Task statement: Report how many lines in the listing below contain the string "target". Give only the number.

Saved entries
|---|
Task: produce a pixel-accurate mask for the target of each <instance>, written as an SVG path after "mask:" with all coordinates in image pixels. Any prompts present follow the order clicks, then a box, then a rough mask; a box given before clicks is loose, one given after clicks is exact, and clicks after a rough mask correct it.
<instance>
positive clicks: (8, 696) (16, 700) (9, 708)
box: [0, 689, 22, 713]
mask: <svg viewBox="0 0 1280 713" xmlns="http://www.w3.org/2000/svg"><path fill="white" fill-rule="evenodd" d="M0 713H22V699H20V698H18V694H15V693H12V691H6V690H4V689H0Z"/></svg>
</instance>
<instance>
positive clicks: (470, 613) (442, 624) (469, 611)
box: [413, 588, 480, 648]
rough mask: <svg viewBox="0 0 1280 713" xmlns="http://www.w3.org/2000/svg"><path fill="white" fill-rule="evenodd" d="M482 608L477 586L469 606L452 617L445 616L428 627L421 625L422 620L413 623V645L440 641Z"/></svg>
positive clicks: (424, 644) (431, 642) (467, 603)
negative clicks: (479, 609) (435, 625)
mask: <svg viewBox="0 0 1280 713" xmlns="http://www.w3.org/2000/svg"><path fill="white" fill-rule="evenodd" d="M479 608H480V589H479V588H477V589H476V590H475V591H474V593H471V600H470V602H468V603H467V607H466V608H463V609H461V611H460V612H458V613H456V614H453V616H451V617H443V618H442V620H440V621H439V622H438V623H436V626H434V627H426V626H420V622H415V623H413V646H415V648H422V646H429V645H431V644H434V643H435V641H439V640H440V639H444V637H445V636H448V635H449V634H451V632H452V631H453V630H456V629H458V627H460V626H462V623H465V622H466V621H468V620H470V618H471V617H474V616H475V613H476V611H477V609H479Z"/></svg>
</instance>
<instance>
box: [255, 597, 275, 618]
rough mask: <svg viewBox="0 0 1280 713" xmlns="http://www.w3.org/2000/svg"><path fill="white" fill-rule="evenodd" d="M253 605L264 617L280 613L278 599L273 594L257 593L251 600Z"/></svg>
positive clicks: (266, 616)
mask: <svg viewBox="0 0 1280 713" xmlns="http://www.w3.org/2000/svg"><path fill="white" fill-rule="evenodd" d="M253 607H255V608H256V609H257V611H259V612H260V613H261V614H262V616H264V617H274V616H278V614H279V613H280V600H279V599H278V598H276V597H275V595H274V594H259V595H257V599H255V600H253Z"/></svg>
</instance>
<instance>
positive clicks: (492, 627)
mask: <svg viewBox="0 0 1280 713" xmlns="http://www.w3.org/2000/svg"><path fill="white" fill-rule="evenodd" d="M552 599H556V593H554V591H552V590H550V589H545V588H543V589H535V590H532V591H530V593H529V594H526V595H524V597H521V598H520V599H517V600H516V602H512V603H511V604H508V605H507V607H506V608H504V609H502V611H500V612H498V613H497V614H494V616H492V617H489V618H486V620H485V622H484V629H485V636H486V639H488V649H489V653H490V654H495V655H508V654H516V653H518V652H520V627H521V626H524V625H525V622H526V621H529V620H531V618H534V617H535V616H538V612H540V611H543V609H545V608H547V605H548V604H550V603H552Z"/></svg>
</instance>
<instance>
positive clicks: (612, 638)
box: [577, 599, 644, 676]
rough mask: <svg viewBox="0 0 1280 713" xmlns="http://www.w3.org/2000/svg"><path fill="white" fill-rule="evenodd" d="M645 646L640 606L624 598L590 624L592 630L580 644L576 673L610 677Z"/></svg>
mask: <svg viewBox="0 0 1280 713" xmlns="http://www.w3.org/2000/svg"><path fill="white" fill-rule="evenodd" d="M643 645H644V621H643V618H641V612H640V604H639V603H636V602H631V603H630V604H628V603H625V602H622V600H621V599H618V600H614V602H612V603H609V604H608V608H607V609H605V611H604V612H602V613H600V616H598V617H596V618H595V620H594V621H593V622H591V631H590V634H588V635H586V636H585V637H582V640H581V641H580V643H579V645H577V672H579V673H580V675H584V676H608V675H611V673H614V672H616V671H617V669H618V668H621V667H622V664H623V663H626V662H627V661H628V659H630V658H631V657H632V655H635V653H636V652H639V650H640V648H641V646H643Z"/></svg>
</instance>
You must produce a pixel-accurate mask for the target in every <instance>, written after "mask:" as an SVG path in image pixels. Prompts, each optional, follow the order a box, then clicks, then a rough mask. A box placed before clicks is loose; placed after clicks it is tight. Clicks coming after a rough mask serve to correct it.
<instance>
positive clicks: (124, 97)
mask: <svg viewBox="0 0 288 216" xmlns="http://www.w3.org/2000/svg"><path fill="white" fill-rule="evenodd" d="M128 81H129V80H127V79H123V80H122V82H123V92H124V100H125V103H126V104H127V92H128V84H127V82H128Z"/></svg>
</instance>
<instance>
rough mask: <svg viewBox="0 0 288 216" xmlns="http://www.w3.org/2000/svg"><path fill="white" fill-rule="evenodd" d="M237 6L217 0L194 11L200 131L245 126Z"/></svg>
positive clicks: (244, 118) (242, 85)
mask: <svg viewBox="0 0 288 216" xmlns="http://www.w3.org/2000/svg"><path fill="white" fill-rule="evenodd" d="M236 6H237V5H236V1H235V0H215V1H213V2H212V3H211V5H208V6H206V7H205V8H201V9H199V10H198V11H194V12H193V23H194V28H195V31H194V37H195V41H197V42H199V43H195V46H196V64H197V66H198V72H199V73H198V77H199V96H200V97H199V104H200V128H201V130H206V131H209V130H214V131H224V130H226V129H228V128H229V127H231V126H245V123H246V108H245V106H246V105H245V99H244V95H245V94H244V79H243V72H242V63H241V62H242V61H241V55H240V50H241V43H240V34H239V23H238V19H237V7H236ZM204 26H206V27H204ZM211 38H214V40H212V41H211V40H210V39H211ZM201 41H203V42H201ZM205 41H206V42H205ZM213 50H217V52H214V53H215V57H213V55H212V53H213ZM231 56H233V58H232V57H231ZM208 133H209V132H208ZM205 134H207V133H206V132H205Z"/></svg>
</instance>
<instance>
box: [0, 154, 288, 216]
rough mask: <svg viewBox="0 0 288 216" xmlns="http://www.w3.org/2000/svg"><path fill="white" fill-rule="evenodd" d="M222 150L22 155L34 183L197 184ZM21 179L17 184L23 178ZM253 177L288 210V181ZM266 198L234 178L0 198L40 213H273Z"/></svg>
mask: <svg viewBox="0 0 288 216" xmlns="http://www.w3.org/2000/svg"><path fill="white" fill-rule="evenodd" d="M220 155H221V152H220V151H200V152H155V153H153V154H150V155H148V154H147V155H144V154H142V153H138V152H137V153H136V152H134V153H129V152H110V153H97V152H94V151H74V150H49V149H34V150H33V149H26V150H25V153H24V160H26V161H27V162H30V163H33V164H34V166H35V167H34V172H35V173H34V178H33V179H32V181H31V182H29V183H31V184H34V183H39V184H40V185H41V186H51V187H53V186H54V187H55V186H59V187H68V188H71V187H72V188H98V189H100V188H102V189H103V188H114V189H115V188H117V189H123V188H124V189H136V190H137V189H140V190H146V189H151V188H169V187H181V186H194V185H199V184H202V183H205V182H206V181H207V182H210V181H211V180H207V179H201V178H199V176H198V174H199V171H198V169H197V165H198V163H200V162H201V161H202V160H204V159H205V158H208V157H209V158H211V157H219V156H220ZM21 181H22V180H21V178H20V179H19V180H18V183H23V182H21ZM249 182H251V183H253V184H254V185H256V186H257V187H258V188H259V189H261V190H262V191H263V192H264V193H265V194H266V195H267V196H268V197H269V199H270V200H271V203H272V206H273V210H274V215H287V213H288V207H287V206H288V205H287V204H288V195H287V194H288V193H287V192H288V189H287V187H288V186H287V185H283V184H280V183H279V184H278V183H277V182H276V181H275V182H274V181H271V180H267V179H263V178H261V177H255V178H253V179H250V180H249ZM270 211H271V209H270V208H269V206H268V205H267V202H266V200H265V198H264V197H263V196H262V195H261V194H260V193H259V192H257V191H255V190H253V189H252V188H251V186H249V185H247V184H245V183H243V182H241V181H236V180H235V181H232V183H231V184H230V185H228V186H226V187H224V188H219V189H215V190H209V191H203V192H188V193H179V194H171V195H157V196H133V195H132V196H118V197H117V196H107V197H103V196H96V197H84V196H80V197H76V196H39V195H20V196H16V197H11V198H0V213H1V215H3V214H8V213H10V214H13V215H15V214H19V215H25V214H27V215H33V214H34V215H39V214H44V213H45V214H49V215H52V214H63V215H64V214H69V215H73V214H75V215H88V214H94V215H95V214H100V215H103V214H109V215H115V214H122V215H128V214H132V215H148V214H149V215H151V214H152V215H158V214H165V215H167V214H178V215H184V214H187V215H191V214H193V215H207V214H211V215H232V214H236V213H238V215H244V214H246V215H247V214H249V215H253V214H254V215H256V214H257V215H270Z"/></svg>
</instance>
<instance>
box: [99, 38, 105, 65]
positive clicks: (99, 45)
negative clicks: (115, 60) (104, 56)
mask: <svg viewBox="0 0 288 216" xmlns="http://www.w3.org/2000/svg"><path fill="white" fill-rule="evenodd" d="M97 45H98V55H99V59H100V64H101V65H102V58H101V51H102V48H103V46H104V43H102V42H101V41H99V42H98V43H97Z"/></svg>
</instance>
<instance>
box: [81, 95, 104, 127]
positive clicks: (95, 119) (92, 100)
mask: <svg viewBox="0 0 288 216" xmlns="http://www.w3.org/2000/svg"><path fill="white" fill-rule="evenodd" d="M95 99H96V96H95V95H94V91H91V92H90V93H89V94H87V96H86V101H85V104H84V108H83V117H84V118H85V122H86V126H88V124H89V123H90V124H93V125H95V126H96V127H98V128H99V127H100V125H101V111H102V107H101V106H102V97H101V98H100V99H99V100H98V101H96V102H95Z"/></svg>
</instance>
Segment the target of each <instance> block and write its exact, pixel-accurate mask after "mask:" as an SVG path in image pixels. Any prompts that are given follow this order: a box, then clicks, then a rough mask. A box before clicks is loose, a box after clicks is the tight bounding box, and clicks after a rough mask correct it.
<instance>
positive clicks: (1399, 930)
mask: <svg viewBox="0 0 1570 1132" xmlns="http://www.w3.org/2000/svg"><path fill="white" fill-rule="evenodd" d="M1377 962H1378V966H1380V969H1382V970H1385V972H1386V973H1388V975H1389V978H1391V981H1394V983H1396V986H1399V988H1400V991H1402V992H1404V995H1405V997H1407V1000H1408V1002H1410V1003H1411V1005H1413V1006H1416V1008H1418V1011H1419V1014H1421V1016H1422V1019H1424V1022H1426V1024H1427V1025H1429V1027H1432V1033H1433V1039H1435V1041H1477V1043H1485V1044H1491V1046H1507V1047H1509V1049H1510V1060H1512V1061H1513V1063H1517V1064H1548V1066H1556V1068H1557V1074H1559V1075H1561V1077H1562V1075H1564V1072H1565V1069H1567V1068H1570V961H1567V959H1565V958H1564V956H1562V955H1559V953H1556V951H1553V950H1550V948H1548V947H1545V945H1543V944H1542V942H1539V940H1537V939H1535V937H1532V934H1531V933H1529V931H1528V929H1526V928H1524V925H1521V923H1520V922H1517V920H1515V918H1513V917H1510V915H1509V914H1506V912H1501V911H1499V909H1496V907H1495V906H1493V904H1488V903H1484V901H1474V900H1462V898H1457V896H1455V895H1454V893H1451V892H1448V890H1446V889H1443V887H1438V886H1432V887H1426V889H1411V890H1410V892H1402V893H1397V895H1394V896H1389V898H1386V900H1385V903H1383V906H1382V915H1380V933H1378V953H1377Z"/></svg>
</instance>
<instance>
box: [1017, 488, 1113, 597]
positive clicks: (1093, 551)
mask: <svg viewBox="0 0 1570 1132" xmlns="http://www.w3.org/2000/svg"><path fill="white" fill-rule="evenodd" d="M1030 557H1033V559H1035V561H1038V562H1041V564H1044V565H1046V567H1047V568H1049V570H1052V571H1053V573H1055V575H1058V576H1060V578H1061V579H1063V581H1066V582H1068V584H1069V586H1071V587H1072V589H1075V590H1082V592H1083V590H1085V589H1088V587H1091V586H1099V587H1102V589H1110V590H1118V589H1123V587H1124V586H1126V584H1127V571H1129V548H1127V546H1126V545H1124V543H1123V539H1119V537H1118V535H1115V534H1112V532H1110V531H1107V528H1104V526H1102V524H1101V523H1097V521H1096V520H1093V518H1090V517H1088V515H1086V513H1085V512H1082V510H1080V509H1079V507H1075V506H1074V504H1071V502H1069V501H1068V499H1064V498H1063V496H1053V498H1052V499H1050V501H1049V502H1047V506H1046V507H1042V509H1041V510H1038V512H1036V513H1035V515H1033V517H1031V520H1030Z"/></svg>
|---|
Written response: 3